**EXERCISE GOAL:** Output every line of the entries from the line containing "Target: flag on pole" through the last, exactly, with no other content.

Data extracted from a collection
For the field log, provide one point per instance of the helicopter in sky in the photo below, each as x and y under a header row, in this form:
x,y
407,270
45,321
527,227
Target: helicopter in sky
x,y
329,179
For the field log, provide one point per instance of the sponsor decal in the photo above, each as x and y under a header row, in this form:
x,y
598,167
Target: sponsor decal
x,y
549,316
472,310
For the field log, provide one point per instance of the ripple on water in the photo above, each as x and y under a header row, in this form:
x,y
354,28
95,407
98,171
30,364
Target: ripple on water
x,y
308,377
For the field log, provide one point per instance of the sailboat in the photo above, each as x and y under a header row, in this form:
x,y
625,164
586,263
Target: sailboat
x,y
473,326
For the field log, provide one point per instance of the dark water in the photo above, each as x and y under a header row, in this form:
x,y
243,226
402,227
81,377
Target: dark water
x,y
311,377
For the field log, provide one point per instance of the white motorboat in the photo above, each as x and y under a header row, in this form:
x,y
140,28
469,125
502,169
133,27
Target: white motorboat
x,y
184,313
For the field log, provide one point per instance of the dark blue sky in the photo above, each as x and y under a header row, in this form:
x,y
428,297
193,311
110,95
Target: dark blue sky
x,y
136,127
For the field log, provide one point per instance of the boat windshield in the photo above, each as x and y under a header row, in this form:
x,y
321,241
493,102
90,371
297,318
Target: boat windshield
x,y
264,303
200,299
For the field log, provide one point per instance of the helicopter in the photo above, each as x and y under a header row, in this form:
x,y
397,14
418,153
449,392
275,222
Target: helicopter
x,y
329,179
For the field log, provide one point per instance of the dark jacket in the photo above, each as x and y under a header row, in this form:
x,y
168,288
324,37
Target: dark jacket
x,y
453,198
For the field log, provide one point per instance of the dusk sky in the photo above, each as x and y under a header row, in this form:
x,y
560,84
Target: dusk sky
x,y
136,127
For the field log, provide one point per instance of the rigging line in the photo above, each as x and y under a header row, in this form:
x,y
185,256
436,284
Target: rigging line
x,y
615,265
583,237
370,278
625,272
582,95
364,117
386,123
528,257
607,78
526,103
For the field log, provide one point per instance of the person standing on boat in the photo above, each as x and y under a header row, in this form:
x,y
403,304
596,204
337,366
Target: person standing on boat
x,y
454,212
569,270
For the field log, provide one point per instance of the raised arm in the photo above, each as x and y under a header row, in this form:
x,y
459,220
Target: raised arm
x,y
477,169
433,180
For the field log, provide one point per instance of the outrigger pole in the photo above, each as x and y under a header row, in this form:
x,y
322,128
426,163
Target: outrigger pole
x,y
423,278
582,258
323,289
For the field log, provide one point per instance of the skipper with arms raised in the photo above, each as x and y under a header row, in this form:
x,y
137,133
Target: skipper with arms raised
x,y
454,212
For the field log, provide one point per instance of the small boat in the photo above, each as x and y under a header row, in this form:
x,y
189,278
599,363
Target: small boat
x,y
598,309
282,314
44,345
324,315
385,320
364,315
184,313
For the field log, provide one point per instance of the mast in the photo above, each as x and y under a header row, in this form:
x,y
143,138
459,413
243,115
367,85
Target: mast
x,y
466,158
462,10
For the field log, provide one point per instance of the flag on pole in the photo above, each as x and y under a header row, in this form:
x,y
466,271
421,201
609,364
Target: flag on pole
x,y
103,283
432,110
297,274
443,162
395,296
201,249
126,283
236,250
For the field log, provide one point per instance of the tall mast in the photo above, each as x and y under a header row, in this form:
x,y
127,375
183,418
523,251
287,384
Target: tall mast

**TASK ANSWER:**
Target: flag on pole
x,y
103,283
432,110
297,274
443,162
395,296
201,249
126,283
236,250
For the field log, provide one point per instance of the tall mast in the photo above, each as x and y under a header row, in this form:
x,y
127,375
183,418
523,251
287,384
Target: tall mast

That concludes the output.